## WHAT TO WORK ON
Condense the abstract on GWAS p-value thresholds into two sentences.

## EXCERPT PROVIDED
────────

Establishing an adjusted p-value threshold to control the family-wide type 1 error in genome wide association studies
- Equal contributors
Statistical Genetics Section, Inherited Disease Research Branch, National Human Genome Research Institute, National Institutes of Health, Baltimore, MD USA
BMC Genomics 2008, 9:516 doi:10.1186/1471-2164-9-516Published: 31 October 2008
By assaying hundreds of thousands of single nucleotide polymorphisms, genome wide association studies (GWAS) allow for a powerful, unbiased review of the entire genome to localize common genetic variants that influence health and disease. Although it is widely recognized that some correction for multiple testing is necessary, in order to control the family-wide Type 1 Error in genetic association studies, it is not clear which method to utilize. One simple approach is to perform a Bonferroni correction using all n single nucleotide polymorphisms (SNPs) across the genome; however this approach is highly conservative and would "overcorrect" for SNPs that are not truly independent. Many SNPs fall within regions of strong linkage disequilibrium (LD) ("blocks") and should not be considered "independent".
We proposed to approximate the number of "independent" SNPs by counting 1 SNP per LD block, plus all SNPs outside of blocks (interblock SNPs). We examined the effective number of independent SNPs for Genome Wide Association Study (GWAS) panels. In the CEPH Utah (CEU) population, by considering the interdependence of SNPs, we could reduce the total number of effective tests within the Affymetrix and Illumina SNP panels from 500,000 and 317,000 to 67,000 and 82,000 "independent" SNPs, respectively. For the Affymetrix 500 K and Illumina 317 K GWAS SNP panels we recommend using 10-5, 10-7 and 10-8 and for the Phase II HapMap CEPH Utah and Yoruba populations we recommend using 10-6, 10-7 and 10-9 as "suggestive", "significant" and "highly significant" p-value thresholds to properly control the family-wide Type 1 error.

────────

(Collected data entries)
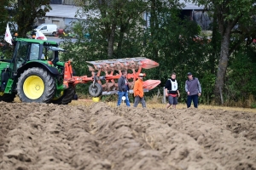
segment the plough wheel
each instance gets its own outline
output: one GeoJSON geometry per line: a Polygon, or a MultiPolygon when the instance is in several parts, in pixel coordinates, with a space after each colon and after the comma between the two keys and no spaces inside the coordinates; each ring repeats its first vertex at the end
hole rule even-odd
{"type": "Polygon", "coordinates": [[[102,94],[102,86],[97,82],[95,82],[94,85],[91,83],[89,87],[89,94],[92,97],[99,97],[102,94]]]}

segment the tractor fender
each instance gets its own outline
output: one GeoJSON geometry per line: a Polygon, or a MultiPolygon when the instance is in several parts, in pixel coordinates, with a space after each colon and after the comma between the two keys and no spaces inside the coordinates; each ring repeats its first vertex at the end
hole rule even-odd
{"type": "Polygon", "coordinates": [[[57,76],[60,74],[58,71],[58,69],[56,69],[55,67],[49,66],[49,65],[46,65],[45,63],[42,63],[39,61],[32,61],[32,62],[26,63],[26,65],[24,65],[21,68],[20,68],[18,70],[18,74],[20,75],[25,70],[27,70],[28,68],[32,68],[32,67],[43,68],[44,70],[47,70],[49,72],[50,72],[54,76],[57,76]]]}

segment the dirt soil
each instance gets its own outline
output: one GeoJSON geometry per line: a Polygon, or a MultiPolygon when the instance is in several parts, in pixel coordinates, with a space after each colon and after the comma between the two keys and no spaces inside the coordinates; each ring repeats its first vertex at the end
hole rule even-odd
{"type": "Polygon", "coordinates": [[[0,169],[256,169],[256,114],[0,102],[0,169]]]}

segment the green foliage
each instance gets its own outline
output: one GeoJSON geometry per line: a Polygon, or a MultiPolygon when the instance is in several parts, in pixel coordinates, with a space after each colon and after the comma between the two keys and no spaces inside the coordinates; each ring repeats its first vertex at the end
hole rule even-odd
{"type": "Polygon", "coordinates": [[[232,56],[225,83],[226,100],[244,101],[256,94],[255,54],[254,46],[244,46],[232,56]]]}
{"type": "Polygon", "coordinates": [[[51,8],[50,0],[18,0],[12,2],[12,17],[18,25],[18,35],[26,37],[26,32],[32,30],[36,19],[44,17],[51,8]]]}

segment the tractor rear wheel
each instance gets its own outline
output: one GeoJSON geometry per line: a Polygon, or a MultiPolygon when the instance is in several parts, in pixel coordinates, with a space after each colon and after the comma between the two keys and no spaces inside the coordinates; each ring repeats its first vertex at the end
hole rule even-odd
{"type": "Polygon", "coordinates": [[[3,94],[3,95],[0,94],[0,101],[13,102],[15,98],[15,94],[3,94]]]}
{"type": "Polygon", "coordinates": [[[19,77],[17,92],[22,102],[49,103],[55,92],[55,81],[47,71],[29,68],[19,77]]]}
{"type": "Polygon", "coordinates": [[[102,86],[97,82],[91,83],[89,87],[89,94],[92,97],[99,97],[102,94],[102,86]]]}
{"type": "Polygon", "coordinates": [[[58,104],[58,105],[67,105],[71,103],[73,99],[73,96],[75,94],[75,89],[74,88],[69,88],[67,89],[64,90],[63,95],[57,99],[53,99],[50,102],[53,104],[58,104]]]}

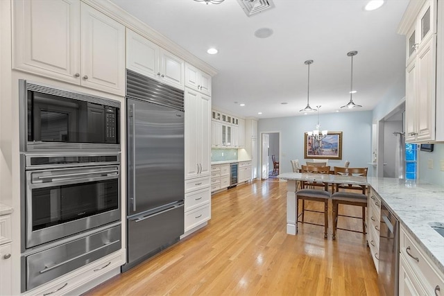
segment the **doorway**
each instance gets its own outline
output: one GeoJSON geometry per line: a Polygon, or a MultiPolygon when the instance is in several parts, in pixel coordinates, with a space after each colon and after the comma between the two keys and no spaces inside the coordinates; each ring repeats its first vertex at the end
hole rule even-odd
{"type": "Polygon", "coordinates": [[[261,178],[275,179],[281,170],[280,132],[262,132],[261,141],[261,178]]]}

────────

## EXERCISE RESPONSE
A Bonferroni correction across all SNPs in a genome wide association study overcorrects because many SNPs fall within linkage disequilibrium blocks and are not independent. The authors therefore approximate the number of independent SNPs by counting one SNP per block plus all interblock SNPs, which in the CEU population reduces the effective tests for the Affymetrix and Illumina panels to 67,000 and 82,000, and they recommend suggestive, significant and highly significant p-value thresholds for these panels and for the Phase II HapMap CEPH Utah and Yoruba populations.